Brief =>
Search the data for the word "below" and copy every line where it occurs.

Region pointing data:
++++++++

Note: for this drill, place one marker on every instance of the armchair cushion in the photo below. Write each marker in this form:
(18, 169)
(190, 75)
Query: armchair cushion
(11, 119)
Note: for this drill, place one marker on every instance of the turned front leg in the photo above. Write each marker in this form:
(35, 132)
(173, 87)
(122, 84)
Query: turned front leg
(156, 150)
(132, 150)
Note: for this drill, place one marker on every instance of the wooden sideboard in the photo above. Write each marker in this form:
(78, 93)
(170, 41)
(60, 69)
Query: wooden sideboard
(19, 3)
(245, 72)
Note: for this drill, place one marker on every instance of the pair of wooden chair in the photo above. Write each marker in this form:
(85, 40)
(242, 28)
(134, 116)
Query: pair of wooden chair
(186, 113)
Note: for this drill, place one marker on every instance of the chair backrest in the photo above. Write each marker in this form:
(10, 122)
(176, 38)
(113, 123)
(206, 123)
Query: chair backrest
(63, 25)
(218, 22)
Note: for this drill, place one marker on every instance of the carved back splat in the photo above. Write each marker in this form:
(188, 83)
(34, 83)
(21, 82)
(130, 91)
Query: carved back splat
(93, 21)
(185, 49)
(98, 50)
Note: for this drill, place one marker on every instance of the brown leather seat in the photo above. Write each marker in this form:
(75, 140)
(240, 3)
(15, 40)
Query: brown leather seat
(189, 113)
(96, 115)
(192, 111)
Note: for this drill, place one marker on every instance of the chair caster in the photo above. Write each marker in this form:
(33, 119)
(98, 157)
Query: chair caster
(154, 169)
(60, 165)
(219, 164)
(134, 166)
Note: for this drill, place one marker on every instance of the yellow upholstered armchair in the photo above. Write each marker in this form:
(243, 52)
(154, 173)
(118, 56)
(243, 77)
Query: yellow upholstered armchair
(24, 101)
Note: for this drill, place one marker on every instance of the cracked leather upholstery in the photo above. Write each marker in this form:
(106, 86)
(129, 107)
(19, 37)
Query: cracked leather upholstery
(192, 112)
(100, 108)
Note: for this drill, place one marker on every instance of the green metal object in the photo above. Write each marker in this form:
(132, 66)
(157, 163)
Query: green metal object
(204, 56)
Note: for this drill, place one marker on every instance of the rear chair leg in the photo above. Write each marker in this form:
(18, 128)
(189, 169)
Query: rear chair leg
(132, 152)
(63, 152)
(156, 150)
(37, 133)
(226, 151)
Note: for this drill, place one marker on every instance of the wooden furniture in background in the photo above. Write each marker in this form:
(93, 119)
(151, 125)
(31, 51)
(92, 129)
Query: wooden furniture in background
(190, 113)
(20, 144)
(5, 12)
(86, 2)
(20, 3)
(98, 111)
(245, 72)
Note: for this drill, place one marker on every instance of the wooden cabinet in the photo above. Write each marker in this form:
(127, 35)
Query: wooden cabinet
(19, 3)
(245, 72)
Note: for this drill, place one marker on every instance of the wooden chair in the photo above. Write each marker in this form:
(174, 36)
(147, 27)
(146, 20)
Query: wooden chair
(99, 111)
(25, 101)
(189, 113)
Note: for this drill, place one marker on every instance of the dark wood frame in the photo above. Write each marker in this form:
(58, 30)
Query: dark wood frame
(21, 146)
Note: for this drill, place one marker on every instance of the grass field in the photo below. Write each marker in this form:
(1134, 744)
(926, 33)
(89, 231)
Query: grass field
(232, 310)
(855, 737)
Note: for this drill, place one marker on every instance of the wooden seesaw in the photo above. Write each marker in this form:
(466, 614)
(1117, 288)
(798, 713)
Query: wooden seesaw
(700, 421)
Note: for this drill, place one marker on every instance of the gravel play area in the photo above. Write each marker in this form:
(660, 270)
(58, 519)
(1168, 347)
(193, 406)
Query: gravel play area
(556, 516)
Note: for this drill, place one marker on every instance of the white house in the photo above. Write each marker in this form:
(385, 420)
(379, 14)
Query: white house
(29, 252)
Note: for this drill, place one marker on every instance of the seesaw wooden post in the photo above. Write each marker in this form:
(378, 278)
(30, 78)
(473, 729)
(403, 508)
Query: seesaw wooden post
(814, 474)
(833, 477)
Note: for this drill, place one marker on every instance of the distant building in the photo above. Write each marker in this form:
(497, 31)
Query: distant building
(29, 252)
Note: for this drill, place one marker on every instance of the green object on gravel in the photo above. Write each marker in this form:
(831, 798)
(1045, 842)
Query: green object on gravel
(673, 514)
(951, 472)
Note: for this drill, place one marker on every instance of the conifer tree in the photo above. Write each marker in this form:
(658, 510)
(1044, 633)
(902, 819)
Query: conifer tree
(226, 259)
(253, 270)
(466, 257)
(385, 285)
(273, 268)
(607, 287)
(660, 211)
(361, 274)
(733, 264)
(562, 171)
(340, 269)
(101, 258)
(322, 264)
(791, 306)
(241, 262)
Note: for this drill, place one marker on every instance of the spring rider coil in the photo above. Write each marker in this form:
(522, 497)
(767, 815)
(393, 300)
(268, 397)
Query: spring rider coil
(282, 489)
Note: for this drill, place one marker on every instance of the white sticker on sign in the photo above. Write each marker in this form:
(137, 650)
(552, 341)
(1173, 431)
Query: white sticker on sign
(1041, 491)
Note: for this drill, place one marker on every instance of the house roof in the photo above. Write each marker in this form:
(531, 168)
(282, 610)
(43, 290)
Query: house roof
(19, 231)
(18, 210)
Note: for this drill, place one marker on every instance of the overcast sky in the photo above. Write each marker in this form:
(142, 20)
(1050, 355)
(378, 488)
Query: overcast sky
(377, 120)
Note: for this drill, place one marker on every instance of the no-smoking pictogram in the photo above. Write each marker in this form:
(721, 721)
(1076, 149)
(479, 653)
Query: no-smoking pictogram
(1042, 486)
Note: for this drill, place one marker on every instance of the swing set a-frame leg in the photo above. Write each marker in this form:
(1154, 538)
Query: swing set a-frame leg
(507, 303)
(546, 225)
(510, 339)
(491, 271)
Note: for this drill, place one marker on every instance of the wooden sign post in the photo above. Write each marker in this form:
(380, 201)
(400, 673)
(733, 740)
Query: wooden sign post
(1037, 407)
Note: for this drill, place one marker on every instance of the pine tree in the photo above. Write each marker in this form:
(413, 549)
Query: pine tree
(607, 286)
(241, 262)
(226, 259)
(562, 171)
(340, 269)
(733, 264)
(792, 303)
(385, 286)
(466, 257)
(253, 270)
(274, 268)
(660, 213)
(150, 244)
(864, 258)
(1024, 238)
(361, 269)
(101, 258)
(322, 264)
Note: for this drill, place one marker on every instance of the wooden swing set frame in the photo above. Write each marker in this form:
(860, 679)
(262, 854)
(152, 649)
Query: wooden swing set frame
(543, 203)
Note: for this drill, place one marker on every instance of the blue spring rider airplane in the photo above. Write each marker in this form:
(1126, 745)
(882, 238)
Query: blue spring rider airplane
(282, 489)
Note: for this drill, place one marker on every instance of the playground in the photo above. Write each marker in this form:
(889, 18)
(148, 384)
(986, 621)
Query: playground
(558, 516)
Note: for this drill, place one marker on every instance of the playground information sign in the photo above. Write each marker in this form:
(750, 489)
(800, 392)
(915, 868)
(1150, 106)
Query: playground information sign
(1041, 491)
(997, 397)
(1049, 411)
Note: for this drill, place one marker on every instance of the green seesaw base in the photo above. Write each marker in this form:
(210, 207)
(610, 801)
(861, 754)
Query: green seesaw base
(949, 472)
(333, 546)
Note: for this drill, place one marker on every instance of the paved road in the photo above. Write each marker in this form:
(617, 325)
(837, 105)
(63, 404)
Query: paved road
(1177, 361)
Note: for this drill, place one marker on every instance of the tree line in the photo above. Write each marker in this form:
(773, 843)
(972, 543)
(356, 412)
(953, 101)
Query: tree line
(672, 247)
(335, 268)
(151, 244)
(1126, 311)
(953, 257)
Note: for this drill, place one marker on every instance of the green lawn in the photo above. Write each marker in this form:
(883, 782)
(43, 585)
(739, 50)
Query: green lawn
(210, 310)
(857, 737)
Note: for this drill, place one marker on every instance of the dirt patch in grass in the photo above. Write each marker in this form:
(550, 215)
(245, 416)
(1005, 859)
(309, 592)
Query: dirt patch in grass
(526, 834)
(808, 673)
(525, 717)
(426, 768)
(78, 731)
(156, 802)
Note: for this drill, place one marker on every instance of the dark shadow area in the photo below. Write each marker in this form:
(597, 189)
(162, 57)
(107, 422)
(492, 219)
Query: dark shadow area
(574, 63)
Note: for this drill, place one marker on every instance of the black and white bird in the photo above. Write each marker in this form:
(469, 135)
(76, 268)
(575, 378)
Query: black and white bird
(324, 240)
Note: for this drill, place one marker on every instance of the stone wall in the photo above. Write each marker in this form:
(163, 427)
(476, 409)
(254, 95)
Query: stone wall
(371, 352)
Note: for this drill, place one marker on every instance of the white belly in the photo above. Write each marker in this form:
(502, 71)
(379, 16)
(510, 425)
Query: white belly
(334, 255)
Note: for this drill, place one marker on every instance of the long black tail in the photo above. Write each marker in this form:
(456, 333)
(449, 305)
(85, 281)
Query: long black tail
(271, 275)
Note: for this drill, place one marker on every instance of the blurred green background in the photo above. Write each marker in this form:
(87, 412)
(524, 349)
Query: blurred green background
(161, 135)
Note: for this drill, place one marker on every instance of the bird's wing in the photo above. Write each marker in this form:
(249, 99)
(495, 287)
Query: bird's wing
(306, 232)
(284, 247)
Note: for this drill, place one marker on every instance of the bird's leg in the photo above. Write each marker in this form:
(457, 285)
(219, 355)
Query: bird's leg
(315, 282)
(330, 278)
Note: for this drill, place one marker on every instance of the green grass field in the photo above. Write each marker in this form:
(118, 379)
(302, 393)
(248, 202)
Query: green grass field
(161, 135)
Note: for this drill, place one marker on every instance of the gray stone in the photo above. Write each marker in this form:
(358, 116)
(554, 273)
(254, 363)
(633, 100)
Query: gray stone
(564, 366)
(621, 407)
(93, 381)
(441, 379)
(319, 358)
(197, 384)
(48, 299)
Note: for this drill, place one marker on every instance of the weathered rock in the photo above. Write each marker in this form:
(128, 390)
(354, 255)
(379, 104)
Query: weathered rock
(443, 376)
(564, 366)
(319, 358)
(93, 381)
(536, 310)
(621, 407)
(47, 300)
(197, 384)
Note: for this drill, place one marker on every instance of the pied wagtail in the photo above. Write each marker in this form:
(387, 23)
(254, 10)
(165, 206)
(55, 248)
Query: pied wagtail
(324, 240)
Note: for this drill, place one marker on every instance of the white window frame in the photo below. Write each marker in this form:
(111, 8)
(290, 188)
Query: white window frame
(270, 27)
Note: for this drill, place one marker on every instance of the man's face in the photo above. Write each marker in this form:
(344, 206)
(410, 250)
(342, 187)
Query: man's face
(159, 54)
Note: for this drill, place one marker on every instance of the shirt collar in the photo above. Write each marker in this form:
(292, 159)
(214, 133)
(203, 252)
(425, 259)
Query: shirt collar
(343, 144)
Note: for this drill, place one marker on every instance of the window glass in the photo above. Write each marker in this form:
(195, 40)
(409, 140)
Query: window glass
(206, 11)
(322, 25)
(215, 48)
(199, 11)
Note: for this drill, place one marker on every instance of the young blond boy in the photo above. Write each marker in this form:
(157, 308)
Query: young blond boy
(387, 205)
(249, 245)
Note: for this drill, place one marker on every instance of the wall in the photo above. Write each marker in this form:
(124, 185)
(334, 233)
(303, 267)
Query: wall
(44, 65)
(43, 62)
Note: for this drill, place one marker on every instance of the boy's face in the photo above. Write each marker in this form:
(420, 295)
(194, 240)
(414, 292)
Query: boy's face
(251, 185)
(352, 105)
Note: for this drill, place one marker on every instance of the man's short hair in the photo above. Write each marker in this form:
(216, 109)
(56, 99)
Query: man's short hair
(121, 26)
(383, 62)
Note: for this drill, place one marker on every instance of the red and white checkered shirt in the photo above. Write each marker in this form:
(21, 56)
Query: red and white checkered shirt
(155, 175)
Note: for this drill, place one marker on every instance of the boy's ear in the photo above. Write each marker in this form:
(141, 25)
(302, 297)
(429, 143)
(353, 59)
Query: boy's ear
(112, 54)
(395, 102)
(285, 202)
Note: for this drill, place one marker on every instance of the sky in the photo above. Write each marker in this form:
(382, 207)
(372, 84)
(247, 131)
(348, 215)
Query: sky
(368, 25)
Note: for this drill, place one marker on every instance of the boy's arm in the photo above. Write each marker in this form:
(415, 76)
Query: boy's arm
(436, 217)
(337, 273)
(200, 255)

++++++++

Result =>
Note: for this drill, place one marker on every instance of the armchair cushion in the photo below. Write each marker in this form:
Note: for this drill, place one marker on every instance of the grass field in the photo below. Write each marker in this form:
Note: for this drill, place one marker on every instance of the dark shadow area in the photo below. Write each marker in this form:
Note: for this drill, place one marker on every instance of the white window frame in the photo below. Write each marker in this form:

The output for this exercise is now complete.